> [Work to be completed]: Output every record below exactly as it appears.

:::

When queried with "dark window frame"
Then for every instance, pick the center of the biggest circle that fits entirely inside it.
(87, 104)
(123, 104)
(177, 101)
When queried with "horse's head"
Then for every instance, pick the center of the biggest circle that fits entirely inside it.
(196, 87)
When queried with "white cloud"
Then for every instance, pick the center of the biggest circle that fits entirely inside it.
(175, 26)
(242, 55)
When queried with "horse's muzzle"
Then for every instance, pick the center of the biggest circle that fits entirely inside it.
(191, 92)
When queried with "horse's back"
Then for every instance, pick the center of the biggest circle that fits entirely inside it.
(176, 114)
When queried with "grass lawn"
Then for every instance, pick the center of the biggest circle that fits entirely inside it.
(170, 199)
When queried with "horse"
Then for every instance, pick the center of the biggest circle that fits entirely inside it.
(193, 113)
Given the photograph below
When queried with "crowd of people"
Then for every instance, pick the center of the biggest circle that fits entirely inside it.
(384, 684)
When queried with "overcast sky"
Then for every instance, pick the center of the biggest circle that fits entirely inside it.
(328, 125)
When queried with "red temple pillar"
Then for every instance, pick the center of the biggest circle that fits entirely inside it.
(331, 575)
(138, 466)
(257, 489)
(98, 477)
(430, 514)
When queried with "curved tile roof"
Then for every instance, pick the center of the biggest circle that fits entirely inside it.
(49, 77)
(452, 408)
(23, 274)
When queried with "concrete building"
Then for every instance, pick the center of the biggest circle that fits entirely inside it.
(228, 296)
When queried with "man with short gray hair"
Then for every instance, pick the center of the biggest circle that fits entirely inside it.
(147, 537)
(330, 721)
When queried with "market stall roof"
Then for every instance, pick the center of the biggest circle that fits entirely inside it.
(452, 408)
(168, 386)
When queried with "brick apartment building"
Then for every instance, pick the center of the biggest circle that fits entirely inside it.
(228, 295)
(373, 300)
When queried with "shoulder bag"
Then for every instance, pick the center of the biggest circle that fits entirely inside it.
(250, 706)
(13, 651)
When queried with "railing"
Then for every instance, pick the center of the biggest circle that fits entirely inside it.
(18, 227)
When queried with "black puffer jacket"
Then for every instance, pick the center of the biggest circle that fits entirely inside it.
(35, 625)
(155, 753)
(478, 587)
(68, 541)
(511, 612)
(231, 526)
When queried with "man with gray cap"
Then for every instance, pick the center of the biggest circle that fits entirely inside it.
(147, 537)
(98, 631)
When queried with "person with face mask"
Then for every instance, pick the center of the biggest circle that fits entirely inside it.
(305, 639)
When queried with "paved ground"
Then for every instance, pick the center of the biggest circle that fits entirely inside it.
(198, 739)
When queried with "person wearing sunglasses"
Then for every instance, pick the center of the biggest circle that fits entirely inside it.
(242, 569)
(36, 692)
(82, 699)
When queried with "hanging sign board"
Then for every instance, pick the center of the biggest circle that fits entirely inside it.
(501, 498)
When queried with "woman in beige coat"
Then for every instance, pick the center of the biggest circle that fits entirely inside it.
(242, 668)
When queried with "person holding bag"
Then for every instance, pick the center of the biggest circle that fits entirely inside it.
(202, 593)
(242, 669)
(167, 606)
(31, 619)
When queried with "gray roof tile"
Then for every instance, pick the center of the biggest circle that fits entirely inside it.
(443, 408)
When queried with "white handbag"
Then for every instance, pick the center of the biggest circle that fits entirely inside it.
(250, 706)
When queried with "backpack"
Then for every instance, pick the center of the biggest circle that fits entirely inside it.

:::

> [Result]:
When queried with "dark window frame"
Then for every instance, pick the center of the biggest circle that fits entirely inside it.
(87, 104)
(123, 104)
(177, 101)
When queried with "horse's head"
Then for every instance, pick the center of the biggest circle that fits entirely inside it.
(196, 87)
When queried with "white cloud"
Then for every instance, pick the center of the biggest circle that fits entirely inside it.
(175, 26)
(242, 55)
When queried with "horse's muzzle"
Then for every instance, pick the center of the biggest circle that fits entirely inside it.
(191, 92)
When queried with "horse's back"
Then for every instance, pick the center of the biggest circle that fits entirely inside it.
(176, 114)
When queried with "grass lawn"
Then for every instance, pick the center of the biggest circle that fits entirely inside it.
(170, 199)
When queried with "horse"
Then for every instance, pick the center of the biggest circle that fits entirely inside it.
(193, 113)
Given the photograph below
When queried with "crowd of people"
Then for every instance, pick the center of the biggest circle that fits entirely inside it.
(384, 684)
When queried with "overcast sky"
Then for every instance, pick the center of the biggest circle that fits entirely inside it.
(328, 125)
When queried with "red temple pillar"
Then for every instance, pick the center of the biggest circle that fits entirely inside it.
(331, 575)
(138, 466)
(257, 489)
(98, 477)
(430, 514)
When queried with "curved tile roof"
Then for every instance, pick the center of the biggest circle that fits entirely inside it.
(49, 77)
(452, 408)
(23, 274)
When queried with "concrete building"
Then for every instance, pick the center of the biggest circle that fits entirely inside it.
(228, 296)
When queried with "man with short gray hair"
Then for every instance, pick the center of the biggest circle that fits entirely inside it.
(147, 537)
(330, 721)
When queried with "market stall roof"
Then for every instance, pick the center of the biggest circle that fits entirely inside it.
(452, 408)
(168, 386)
When queried with "brick apartment building"
Then for every instance, pick the center of the biggest circle that fits entirely inside it.
(228, 295)
(373, 300)
When queried with "shoulder bag"
Then for every instance, pick the center of the biggest circle that fits entirely inside it.
(250, 706)
(13, 651)
When queried with "railing"
Then for every instance, pick the center of the biggest circle that fits entirely inside it.
(18, 227)
When queried with "black puffer jacket"
Then for every instance, pick the center of the biggest circle that fits entirely inside it.
(35, 625)
(155, 753)
(478, 587)
(68, 541)
(511, 612)
(231, 526)
When queried with "man with gray cap"
Then for every instance, pick the center of the biggest circle that fits entirely inside it.
(147, 537)
(98, 631)
When queried with "person with face mask"
Then for every instance, pick the center of the biggest circle that fits entirely inside it.
(305, 639)
When queried with "paved ground"
Then for every instance, pick the center of the biggest circle that fits entirely inside it.
(198, 739)
When queried with "person wearing sunglasses"
Then for every instance, pick the center of the biggest circle that fits entirely inside it.
(242, 569)
(36, 692)
(82, 699)
When queried with "hanging sign board"
Then for every instance, pick the center of the biggest circle that fits entirely inside it.
(501, 498)
When queried with "woman in beige coat"
Then for every instance, pick the center of the biggest circle that fits entirely inside it.
(242, 668)
When queried with "person holding bag"
Then for every instance, pick the center of the biggest circle that fits entirely inside it.
(202, 593)
(242, 669)
(167, 606)
(31, 619)
When queried with "gray roof tile"
Then for every instance, pick the center of the biggest circle that fits entirely inside it.
(443, 408)
When queried with "white handbag"
Then for every instance, pick the center of the biggest circle that fits entirely inside it.
(250, 706)
When queried with "backpack"
Then for every instance, pick the center of the biggest circle that fits entirely inside it.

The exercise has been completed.